'''
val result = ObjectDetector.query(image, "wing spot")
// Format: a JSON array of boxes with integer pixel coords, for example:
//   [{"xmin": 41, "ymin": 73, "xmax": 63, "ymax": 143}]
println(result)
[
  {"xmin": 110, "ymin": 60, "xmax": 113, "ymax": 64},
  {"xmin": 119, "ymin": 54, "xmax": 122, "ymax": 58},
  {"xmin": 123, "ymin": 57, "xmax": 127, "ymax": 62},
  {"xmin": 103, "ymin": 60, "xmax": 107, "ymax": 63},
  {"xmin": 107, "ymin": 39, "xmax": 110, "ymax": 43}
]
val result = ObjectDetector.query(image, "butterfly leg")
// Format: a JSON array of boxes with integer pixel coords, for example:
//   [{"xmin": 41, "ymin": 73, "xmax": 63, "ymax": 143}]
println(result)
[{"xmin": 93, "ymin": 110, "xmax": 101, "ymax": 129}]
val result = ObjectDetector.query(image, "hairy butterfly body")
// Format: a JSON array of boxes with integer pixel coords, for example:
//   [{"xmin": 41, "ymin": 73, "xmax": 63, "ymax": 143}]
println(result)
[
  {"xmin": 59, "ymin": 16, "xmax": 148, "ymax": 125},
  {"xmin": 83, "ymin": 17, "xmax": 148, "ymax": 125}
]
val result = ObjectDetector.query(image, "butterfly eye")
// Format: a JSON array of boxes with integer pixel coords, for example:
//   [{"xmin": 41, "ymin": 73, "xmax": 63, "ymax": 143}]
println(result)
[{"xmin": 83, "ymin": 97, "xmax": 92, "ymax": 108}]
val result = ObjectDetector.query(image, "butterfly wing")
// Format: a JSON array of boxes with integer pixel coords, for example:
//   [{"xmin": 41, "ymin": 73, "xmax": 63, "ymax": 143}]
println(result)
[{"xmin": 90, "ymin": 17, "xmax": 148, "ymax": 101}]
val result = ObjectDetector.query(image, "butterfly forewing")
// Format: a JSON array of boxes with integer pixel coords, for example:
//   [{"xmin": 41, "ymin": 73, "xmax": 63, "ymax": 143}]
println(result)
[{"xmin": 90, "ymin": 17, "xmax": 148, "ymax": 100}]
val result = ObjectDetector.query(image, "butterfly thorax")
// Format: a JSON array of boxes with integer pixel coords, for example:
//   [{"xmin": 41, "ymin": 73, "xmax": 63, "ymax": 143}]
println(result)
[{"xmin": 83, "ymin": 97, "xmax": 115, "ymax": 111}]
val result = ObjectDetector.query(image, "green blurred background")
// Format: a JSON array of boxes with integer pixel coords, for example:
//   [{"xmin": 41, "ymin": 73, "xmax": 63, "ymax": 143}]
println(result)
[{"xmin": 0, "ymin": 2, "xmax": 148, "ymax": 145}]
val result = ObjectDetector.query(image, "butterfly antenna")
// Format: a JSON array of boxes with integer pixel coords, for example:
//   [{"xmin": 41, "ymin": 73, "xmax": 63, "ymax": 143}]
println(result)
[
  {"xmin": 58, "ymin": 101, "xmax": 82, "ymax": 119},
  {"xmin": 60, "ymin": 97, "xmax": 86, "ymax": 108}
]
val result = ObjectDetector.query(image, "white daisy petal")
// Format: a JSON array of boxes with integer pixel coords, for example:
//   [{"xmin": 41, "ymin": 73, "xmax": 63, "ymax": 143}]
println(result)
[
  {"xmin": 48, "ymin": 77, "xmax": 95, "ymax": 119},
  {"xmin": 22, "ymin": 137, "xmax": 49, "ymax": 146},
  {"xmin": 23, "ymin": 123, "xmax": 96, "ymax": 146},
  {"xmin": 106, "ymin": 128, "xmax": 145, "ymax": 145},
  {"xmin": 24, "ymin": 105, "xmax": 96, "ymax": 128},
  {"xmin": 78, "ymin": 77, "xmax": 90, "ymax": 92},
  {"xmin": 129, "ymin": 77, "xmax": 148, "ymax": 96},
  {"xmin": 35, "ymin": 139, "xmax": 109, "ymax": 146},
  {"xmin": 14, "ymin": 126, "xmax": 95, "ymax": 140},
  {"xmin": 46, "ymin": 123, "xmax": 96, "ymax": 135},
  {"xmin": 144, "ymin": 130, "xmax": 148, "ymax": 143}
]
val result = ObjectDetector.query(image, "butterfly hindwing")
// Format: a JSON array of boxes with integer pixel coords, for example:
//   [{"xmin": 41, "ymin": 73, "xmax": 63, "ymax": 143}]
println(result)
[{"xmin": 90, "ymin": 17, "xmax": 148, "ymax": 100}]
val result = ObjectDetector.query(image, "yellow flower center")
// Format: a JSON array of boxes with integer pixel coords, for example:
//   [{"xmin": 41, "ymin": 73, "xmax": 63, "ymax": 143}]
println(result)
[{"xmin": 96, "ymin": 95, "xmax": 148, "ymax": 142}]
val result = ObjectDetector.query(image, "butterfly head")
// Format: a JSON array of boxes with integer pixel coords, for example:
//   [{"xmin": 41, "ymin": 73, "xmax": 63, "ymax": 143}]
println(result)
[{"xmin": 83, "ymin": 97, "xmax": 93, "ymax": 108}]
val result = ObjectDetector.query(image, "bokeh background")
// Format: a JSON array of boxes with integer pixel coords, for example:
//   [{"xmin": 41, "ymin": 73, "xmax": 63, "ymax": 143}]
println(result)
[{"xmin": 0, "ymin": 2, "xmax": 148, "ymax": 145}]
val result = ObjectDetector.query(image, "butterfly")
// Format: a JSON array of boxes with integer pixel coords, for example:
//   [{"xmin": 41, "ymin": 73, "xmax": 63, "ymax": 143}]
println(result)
'''
* Task to complete
Extract every line above exactly as it stands.

* The completed task
val result = ObjectDetector.query(image, "wing spot")
// Format: a JSON array of boxes with integer pixel coords, for example:
//   [{"xmin": 41, "ymin": 73, "xmax": 63, "ymax": 143}]
println(result)
[
  {"xmin": 110, "ymin": 60, "xmax": 113, "ymax": 64},
  {"xmin": 119, "ymin": 54, "xmax": 122, "ymax": 58},
  {"xmin": 123, "ymin": 57, "xmax": 127, "ymax": 62},
  {"xmin": 103, "ymin": 60, "xmax": 107, "ymax": 63},
  {"xmin": 107, "ymin": 39, "xmax": 110, "ymax": 43}
]
val result = ObjectDetector.query(image, "butterfly leg")
// Format: a JSON array of boxes with integer pixel coords, for example:
//   [{"xmin": 41, "ymin": 73, "xmax": 63, "ymax": 143}]
println(result)
[{"xmin": 93, "ymin": 110, "xmax": 101, "ymax": 129}]
val result = ObjectDetector.query(image, "hairy butterfly body")
// Format: a JSON array of boxes with integer pixel coords, for example:
//   [{"xmin": 41, "ymin": 73, "xmax": 63, "ymax": 143}]
println(result)
[
  {"xmin": 59, "ymin": 16, "xmax": 148, "ymax": 125},
  {"xmin": 83, "ymin": 17, "xmax": 148, "ymax": 125}
]
val result = ObjectDetector.query(image, "butterfly eye")
// Format: a JSON array of boxes with integer pixel coords, for example:
//   [{"xmin": 41, "ymin": 73, "xmax": 63, "ymax": 143}]
println(result)
[{"xmin": 83, "ymin": 97, "xmax": 92, "ymax": 108}]
val result = ObjectDetector.query(image, "butterfly wing")
// Format: a JSON array of boxes with integer pixel coords, for example:
//   [{"xmin": 41, "ymin": 73, "xmax": 63, "ymax": 143}]
println(result)
[{"xmin": 90, "ymin": 17, "xmax": 148, "ymax": 101}]
val result = ObjectDetector.query(image, "butterfly forewing")
// Format: a JSON array of boxes with integer pixel coords, for example:
//   [{"xmin": 41, "ymin": 73, "xmax": 63, "ymax": 143}]
println(result)
[{"xmin": 90, "ymin": 17, "xmax": 148, "ymax": 100}]
val result = ObjectDetector.query(image, "butterfly thorax")
// Format: a JSON array of boxes with integer pixel coords, for example:
//   [{"xmin": 41, "ymin": 73, "xmax": 63, "ymax": 143}]
println(result)
[{"xmin": 83, "ymin": 97, "xmax": 115, "ymax": 111}]
val result = ObjectDetector.query(image, "green blurred background")
// Format: a JSON array of boxes with integer pixel coords, for example:
//   [{"xmin": 41, "ymin": 73, "xmax": 63, "ymax": 143}]
println(result)
[{"xmin": 0, "ymin": 2, "xmax": 148, "ymax": 145}]
val result = ObjectDetector.query(image, "butterfly antenna")
// Format: a JSON array of boxes with integer pixel coords, for example:
//   [{"xmin": 41, "ymin": 73, "xmax": 63, "ymax": 143}]
println(result)
[
  {"xmin": 58, "ymin": 101, "xmax": 82, "ymax": 119},
  {"xmin": 60, "ymin": 97, "xmax": 86, "ymax": 108}
]
val result = ObjectDetector.query(image, "white daisy petal")
// Format: a JSON array of boxes with integer pixel coords, for example:
//   [{"xmin": 41, "ymin": 73, "xmax": 63, "ymax": 143}]
println(result)
[
  {"xmin": 48, "ymin": 77, "xmax": 95, "ymax": 119},
  {"xmin": 22, "ymin": 137, "xmax": 49, "ymax": 146},
  {"xmin": 23, "ymin": 123, "xmax": 96, "ymax": 146},
  {"xmin": 106, "ymin": 128, "xmax": 145, "ymax": 145},
  {"xmin": 24, "ymin": 105, "xmax": 96, "ymax": 128},
  {"xmin": 78, "ymin": 77, "xmax": 90, "ymax": 92},
  {"xmin": 129, "ymin": 77, "xmax": 148, "ymax": 96},
  {"xmin": 35, "ymin": 139, "xmax": 109, "ymax": 146},
  {"xmin": 14, "ymin": 126, "xmax": 95, "ymax": 140},
  {"xmin": 46, "ymin": 123, "xmax": 96, "ymax": 135},
  {"xmin": 144, "ymin": 130, "xmax": 148, "ymax": 143}
]
val result = ObjectDetector.query(image, "butterfly hindwing")
// Format: a JSON array of boxes with integer pixel coords, for example:
//   [{"xmin": 41, "ymin": 73, "xmax": 63, "ymax": 143}]
println(result)
[{"xmin": 90, "ymin": 17, "xmax": 148, "ymax": 100}]
val result = ObjectDetector.query(image, "yellow flower center")
// Format: a JSON array of boxes with integer pixel coords, for example:
//   [{"xmin": 41, "ymin": 73, "xmax": 63, "ymax": 143}]
println(result)
[{"xmin": 96, "ymin": 95, "xmax": 148, "ymax": 142}]
val result = ObjectDetector.query(image, "butterfly head")
// Format: a JSON array of boxes with integer pixel coords, for example:
//   [{"xmin": 41, "ymin": 73, "xmax": 63, "ymax": 143}]
println(result)
[{"xmin": 83, "ymin": 97, "xmax": 93, "ymax": 108}]
val result = ObjectDetector.query(image, "bokeh background")
// Format: a JSON array of boxes with integer pixel coords, for example:
//   [{"xmin": 41, "ymin": 73, "xmax": 63, "ymax": 143}]
println(result)
[{"xmin": 0, "ymin": 2, "xmax": 148, "ymax": 145}]
val result = ObjectDetector.query(image, "butterfly")
// Format: a JSON array of boxes with integer pixel coords, for example:
//   [{"xmin": 41, "ymin": 73, "xmax": 63, "ymax": 143}]
println(result)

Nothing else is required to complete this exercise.